Just wondering, did you always have SA/SP?

UnOccupied

Well-known member
For me, the answers NO.

Ok, i was always shy, but when i was younger, i could pretty much talk to anyone, without thinking anything was wrong with me. I used to talk on the phone for hours on end when i was younger to pretty girls. They all used to like me too, it is so strange how it all just went away.

I almost feel like i am still the same person i was, im just overly critical of myself now. Whereas when i was younger, i was shy, but didn't really think negatively of it. Now, when i am shy, or theyr'es a pause in a conversation, i get so overwhelmed, and think there must be something totally wrong with me.

How do you feel about this?
 

A friend

Well-known member
I don't know if I always had it or not. But I'm guessing that was always the case. I've always had the shyness thing, and the anxiety. It is not a happy thing to experience...
 

Taciturn

Member
For as long as I can remember, I have had it. Even when I was like 3. We would would baby vidoes of us all and while my cousins would play, I would be in the corner not making a sound and looking miserable. ::(: Ah well.

I think for those who did not have SA when they were very young, I guess it's because as you get older, you perceive more and lose your frivolity. I siuppose that's obvious though.
 
I know I've always been shy, but I'm not sure that the anxiety really kicked in until fourth grade when my family moved and I started at a new school... the avoidance/distancing may have always been there, I'm not really sure.
 

Phoenixx

Well-known member
Ok, i was always shy, but when i was younger, i could pretty much talk to anyone, without thinking anything was wrong with me.
^ I was the same exact way when I was younger. I always did my own thing, without focusing so much on what everyone else thought. For me, SA started around 13 or so when I started to get teased and bullied. I still get teased now, but not as bad. However my SA has progressively gotten worse because of this. :/
 

Kristina223

Well-known member
Noo. When I was younger, I was just shy. Shy, but had lots of friends. 'Till 8th grade, I was the "popular" one in our class. But when I started high school, everything changed. I was shy, yes, but was still able to socialize quite normally. ::(:
 

Stepan

Active member
Yes, always...
I dont know when it went so horribly wrong, maybe it was the bullying at primary school, death of my brother, or my not-really-warm-loving mum who raised me...
I actually dont understand people who are posting here saying their SA started couple years ago or something, and before that they were completely normal...
I have always been like this, not much friends, not much to say...
 

UnOccupied

Well-known member
Hey guys and girls, thanks a lot for the replies. It is good to get others perspective on a matter like this.


I was very interested in your response Kristina:

Noo. When I was younger, I was just shy. Shy, but had lots of friends. 'Till 8th grade, I was the "popular" one in our class. But when I started high school, everything changed. I was shy, yes, but was still able to socialize quite normally. ::(:

I was the same way when i was younger. I was quite popular, lots of friends, girls, guys, good at sports, the whole works. I think my dads personality really started to take a hold of me, and things just got worse after i was in the 10th grade.

__GIVEN EXERCISE A__. Extract the part of the forum thread that opens with the words containing "I dont know" and closes with "who raised me...".
__GIVEN EXERCISE B__. Please say whether each statement agrees with the forum thread, answering yes or no and quoting the words that decide it: (i) Taciturn has had it for as long as they can remember; (ii) Phoenixx says SA started at around 16; (iii) Stepan has always had many friends.
The entries that come next are separate material from the forum thread.

__DATASET__.

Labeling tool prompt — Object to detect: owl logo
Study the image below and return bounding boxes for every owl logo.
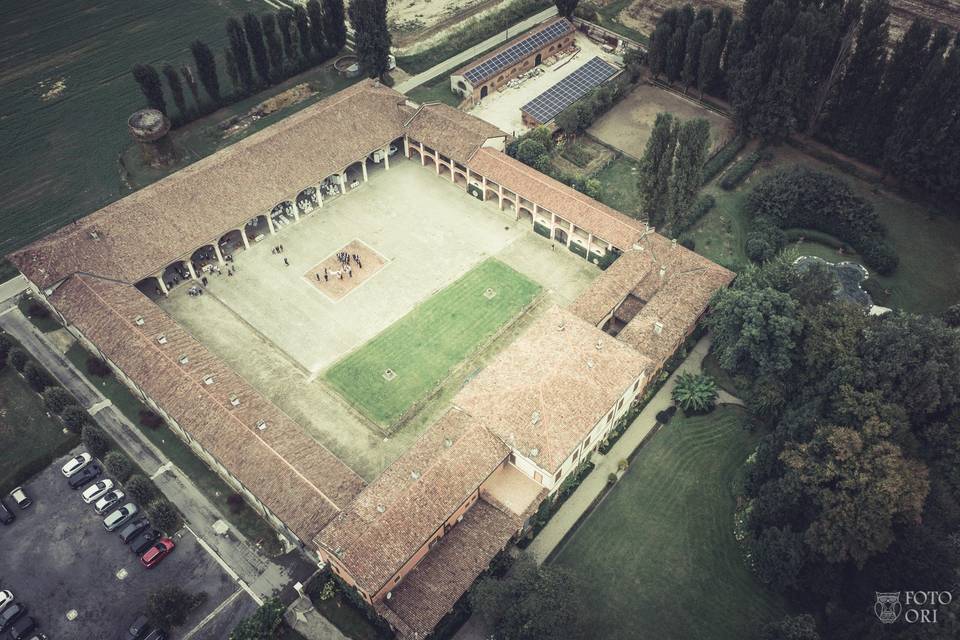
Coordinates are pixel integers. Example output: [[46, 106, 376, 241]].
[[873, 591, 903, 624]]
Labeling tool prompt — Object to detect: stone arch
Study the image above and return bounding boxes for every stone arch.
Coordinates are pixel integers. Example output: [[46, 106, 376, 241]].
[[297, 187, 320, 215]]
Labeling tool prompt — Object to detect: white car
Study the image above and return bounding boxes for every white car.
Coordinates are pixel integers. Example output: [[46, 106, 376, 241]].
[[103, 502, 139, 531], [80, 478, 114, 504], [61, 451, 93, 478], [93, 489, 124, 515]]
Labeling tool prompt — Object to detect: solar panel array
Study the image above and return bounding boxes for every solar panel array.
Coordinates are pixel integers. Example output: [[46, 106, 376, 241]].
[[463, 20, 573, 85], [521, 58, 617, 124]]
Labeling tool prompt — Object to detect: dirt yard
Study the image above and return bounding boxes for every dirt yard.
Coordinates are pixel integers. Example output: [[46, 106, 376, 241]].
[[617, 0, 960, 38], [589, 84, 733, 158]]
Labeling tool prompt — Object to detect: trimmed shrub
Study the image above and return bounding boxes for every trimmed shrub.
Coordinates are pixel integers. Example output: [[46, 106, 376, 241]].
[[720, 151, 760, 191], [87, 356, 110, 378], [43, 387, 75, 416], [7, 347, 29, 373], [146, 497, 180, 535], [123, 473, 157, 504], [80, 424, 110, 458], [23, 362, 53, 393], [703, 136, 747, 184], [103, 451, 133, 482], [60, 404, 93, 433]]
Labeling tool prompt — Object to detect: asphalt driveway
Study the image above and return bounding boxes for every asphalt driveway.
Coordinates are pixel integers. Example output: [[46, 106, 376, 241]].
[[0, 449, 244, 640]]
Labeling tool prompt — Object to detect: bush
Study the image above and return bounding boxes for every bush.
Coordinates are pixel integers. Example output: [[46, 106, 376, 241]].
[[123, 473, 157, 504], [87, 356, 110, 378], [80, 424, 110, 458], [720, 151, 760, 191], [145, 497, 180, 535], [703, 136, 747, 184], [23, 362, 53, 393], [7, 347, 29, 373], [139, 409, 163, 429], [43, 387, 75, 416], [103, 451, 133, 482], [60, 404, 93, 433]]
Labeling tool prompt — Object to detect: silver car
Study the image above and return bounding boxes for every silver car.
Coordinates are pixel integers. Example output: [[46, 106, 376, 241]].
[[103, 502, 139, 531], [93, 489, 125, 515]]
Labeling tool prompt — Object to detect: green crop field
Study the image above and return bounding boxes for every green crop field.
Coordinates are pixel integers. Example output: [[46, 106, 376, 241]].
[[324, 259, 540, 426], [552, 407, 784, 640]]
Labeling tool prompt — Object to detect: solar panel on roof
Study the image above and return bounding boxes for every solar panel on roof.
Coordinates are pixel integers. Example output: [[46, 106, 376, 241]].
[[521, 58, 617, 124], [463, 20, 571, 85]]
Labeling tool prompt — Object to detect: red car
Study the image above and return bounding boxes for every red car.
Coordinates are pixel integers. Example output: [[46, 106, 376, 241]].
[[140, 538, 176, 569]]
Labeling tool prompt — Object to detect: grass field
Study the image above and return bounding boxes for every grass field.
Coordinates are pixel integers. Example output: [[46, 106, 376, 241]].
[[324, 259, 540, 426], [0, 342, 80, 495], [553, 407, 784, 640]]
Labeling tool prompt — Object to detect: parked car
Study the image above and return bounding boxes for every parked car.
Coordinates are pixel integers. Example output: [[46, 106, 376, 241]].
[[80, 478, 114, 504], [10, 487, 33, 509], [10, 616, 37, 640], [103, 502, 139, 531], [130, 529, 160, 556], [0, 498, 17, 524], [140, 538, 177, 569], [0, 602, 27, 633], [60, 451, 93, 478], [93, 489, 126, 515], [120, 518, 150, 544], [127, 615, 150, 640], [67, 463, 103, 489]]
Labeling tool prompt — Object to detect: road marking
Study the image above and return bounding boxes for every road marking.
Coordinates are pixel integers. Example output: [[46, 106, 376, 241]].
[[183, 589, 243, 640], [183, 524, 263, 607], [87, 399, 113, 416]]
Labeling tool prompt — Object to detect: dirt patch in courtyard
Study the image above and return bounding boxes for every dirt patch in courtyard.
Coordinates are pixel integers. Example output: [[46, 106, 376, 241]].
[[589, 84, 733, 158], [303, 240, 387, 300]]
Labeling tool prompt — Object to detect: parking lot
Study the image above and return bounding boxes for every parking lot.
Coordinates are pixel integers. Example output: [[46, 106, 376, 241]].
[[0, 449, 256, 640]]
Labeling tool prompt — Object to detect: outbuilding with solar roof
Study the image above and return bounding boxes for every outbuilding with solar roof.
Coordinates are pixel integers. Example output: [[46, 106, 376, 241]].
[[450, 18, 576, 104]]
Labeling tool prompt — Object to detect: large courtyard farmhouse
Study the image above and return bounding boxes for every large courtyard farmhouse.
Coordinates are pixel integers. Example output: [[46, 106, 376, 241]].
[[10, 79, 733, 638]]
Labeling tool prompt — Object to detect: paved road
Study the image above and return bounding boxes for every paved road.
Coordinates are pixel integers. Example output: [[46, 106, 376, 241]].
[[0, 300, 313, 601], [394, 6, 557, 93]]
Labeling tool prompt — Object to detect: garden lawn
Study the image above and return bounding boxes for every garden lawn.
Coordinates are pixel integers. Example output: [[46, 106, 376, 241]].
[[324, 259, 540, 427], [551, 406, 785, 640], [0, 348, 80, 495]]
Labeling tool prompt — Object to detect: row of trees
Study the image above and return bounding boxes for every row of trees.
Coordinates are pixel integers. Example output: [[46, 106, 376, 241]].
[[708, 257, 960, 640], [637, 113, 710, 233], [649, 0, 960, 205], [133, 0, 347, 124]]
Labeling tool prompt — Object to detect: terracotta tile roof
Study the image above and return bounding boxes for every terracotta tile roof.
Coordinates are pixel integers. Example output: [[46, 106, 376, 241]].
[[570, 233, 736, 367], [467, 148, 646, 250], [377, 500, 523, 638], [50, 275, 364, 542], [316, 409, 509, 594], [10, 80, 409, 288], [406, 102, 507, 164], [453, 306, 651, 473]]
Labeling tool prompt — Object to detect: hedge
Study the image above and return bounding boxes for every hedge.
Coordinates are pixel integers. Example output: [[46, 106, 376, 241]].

__EXPECTED OUTPUT A__.
I dont know when it went so horribly wrong, maybe it was the bullying at primary school, death of my brother, or my not-really-warm-loving mum who raised me...

__EXPECTED OUTPUT B__.
(i) Yes: "For as long as I can remember, I have had it."
(ii) No: "For me, SA started around 13 or so when I started to get teased and bullied."
(iii) No: "I have always been like this, not much friends, not much to say..."